>> START EXERCISE INPUTS

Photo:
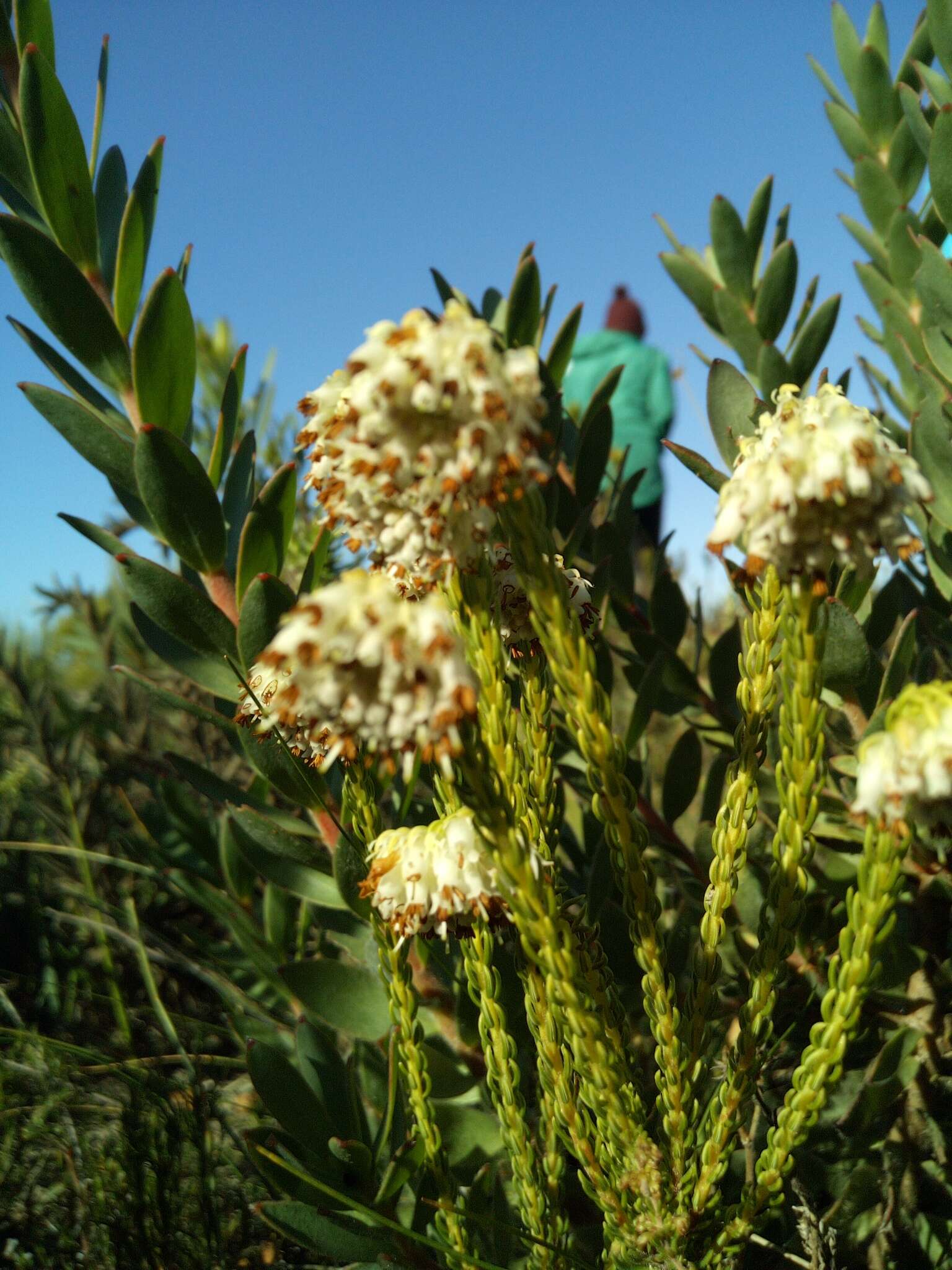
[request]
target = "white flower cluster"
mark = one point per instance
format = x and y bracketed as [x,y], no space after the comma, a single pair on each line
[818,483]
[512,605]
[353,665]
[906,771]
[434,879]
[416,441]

>> END EXERCISE INPUTS
>> START EXERCISE INPUTS

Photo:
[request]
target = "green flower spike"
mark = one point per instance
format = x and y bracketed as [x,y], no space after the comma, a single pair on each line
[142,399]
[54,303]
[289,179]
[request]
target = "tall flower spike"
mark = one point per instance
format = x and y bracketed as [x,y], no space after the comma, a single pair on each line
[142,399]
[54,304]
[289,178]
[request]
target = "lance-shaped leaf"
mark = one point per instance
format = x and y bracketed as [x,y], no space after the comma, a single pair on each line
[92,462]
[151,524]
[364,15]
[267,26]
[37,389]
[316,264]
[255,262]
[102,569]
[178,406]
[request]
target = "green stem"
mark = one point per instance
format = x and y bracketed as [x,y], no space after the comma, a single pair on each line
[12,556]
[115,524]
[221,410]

>> END EXERCISE INPUTS

WORK REQUIRED -> Pull out every line of the records that contains the string "target", matching its case exactly.

WORKED ANSWER ->
target = "white flower cluster"
target = "green flower spike"
target = "tall flower spike"
target = "lance-shaped leaf"
target = "green stem"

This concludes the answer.